**Aim**
Give a verbatim repeat of the lines that run from the line containing "Could you point out the flower bloom" to the end of the data below.

**Input material**
________

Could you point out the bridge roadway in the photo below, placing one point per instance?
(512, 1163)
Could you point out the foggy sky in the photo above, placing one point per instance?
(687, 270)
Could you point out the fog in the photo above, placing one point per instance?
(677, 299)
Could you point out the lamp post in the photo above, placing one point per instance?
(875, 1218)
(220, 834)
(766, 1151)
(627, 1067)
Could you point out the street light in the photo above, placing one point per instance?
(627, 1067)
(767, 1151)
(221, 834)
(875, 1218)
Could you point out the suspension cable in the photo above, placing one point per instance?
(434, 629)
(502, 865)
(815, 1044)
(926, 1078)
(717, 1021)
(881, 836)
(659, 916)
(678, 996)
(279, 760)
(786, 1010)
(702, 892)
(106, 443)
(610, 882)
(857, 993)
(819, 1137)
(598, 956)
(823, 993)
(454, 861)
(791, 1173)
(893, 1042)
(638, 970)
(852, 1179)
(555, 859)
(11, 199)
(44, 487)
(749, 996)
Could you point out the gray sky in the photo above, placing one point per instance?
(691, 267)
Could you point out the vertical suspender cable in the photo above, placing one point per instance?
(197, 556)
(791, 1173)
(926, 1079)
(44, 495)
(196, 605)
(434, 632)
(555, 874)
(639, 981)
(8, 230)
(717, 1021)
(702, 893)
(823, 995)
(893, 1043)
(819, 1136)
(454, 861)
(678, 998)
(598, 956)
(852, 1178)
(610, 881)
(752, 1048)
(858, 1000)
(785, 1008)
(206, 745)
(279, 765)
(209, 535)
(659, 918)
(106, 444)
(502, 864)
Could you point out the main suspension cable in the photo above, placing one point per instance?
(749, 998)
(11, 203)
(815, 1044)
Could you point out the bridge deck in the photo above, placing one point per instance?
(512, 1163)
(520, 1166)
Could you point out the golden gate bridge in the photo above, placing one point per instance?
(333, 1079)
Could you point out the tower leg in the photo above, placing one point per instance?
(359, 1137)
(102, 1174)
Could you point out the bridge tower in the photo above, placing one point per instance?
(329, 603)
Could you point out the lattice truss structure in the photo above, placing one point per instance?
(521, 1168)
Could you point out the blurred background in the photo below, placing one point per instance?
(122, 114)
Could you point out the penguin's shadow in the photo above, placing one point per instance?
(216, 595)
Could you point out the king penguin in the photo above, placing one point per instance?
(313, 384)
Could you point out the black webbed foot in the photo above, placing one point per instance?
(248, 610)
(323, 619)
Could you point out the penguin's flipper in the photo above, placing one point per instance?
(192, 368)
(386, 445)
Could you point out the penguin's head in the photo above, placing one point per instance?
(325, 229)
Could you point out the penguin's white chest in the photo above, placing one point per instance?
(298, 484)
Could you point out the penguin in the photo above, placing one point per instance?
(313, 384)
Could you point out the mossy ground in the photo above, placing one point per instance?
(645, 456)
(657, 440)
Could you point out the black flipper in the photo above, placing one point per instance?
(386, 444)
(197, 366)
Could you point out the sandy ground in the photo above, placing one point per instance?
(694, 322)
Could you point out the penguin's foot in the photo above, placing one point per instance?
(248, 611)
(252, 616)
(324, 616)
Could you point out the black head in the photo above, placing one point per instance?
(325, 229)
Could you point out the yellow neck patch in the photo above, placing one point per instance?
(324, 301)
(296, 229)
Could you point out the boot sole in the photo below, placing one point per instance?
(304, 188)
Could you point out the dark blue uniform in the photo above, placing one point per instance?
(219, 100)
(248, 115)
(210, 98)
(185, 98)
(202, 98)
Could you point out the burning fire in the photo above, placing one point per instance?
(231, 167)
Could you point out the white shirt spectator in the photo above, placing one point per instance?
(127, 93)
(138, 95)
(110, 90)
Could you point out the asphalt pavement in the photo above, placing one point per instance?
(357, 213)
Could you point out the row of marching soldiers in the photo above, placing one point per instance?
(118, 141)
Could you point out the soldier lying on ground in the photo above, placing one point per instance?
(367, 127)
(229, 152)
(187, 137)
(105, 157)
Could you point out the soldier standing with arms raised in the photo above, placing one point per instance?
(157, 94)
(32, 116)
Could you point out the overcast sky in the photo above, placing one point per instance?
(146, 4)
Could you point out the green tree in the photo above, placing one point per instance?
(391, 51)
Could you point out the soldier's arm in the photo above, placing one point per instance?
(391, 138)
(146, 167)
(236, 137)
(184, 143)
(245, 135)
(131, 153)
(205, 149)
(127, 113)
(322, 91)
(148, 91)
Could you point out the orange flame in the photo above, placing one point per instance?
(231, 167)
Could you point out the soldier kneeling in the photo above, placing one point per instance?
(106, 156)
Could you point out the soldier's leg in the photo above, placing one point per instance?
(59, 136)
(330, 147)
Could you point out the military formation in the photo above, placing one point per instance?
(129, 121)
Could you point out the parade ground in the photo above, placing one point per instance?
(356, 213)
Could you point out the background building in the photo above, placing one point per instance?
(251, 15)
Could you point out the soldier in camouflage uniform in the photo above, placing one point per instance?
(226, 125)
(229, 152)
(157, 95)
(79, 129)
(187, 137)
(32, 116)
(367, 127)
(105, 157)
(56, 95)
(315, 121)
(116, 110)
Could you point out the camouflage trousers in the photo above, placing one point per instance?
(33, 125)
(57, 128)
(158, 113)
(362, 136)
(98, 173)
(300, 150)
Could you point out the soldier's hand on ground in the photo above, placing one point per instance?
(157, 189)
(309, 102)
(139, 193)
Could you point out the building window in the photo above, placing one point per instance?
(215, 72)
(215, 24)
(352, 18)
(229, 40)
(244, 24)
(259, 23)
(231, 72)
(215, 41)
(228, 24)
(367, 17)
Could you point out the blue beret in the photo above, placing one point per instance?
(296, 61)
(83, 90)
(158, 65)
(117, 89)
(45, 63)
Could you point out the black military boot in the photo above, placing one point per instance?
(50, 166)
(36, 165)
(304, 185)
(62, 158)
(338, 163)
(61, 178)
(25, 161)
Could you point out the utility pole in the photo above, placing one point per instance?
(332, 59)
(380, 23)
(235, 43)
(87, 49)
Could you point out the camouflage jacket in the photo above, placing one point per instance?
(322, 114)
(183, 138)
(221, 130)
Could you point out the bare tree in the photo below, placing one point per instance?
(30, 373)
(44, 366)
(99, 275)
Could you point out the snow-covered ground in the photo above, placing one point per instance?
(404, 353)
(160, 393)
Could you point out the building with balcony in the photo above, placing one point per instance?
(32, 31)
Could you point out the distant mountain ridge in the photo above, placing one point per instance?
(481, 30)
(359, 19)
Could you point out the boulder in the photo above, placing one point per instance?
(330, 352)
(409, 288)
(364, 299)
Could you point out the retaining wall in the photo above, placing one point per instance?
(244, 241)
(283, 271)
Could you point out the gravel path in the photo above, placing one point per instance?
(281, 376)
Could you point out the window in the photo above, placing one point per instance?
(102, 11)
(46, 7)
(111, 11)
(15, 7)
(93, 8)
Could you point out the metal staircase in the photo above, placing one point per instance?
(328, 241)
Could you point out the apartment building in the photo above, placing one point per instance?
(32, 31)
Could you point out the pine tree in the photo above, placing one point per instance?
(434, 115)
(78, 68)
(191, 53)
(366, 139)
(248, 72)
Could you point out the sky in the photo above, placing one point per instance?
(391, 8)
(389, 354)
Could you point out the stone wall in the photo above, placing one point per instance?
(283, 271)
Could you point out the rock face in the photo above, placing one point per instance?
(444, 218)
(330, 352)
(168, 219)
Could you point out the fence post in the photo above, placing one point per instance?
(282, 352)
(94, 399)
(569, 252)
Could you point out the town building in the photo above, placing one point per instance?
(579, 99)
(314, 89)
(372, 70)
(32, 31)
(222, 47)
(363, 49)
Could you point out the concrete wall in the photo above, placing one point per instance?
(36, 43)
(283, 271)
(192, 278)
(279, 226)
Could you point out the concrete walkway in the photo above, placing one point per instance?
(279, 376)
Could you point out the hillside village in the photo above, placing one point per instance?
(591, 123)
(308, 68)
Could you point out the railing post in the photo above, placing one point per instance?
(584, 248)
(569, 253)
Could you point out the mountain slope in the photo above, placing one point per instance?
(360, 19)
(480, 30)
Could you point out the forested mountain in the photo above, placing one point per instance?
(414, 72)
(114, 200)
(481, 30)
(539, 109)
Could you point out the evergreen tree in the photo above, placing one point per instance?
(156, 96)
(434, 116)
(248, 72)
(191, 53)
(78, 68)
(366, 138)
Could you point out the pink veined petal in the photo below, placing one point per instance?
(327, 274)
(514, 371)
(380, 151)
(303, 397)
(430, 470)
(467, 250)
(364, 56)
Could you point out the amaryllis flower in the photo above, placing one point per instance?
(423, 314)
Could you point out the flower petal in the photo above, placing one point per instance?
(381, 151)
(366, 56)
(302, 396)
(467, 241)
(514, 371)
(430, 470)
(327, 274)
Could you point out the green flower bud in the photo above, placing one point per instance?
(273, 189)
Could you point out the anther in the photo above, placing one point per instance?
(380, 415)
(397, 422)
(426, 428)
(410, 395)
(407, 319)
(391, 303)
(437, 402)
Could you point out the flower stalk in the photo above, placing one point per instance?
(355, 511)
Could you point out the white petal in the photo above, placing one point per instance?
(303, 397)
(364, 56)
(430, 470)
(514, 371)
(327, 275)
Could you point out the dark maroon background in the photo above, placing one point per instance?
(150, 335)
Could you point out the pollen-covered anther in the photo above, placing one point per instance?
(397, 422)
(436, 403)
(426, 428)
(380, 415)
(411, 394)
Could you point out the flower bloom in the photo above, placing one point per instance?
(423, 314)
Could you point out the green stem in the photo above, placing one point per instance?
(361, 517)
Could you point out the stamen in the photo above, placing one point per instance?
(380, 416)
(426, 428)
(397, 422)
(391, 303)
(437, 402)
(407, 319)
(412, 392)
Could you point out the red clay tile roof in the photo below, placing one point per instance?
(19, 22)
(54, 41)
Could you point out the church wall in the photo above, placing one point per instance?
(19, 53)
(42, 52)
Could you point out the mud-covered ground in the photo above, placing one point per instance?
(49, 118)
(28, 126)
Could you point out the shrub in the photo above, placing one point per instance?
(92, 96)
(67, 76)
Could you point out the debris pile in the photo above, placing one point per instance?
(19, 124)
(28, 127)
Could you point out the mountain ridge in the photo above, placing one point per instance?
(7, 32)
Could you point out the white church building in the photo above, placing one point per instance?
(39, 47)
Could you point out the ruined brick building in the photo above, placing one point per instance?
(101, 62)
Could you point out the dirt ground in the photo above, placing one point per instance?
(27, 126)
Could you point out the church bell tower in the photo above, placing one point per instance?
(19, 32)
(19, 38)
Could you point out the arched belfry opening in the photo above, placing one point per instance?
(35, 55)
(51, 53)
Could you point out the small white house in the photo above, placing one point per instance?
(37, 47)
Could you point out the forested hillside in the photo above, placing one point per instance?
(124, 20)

________

**Task solution**
Could you point out the flower bloom in the photo above, placing one point per instance?
(423, 314)
Could you point out the green stem in the photo above, placing one point per instance?
(361, 517)
Could you point out the stamen in the photo above, placing one point per instance?
(380, 416)
(426, 428)
(397, 422)
(391, 303)
(437, 402)
(407, 319)
(412, 392)
Could you point out the red clay tile roof in the photo below, placing one point per instance?
(19, 22)
(54, 41)
Could you point out the church wall in the photo above, placing one point per instance?
(19, 53)
(42, 52)
Could you point out the mud-covered ground in the photo above, placing one point per instance?
(49, 118)
(28, 126)
Could you point out the shrub in the photo above, placing one point per instance?
(92, 96)
(67, 76)
Could you point out the debris pile in the photo above, placing one point per instance?
(19, 124)
(28, 127)
Could you point out the mountain ridge in the photo above, placing one point per instance?
(7, 32)
Could you point out the white church building in the photo above, placing one point per instance?
(39, 47)
Could you point out the ruined brick building in the photo above, placing one point per instance?
(101, 62)
Could you point out the dirt ground in the photo above, placing one point per instance?
(27, 126)
Could you point out the church bell tower in the photo above, placing one point per instance?
(19, 32)
(19, 38)
Could you point out the arched belfry opening in the photo above, placing one point per instance?
(35, 55)
(51, 53)
Could you point out the small white house in the photo above, placing one point per instance?
(37, 47)
Could you point out the forested hillside in the photo above, placing one point per instance?
(124, 20)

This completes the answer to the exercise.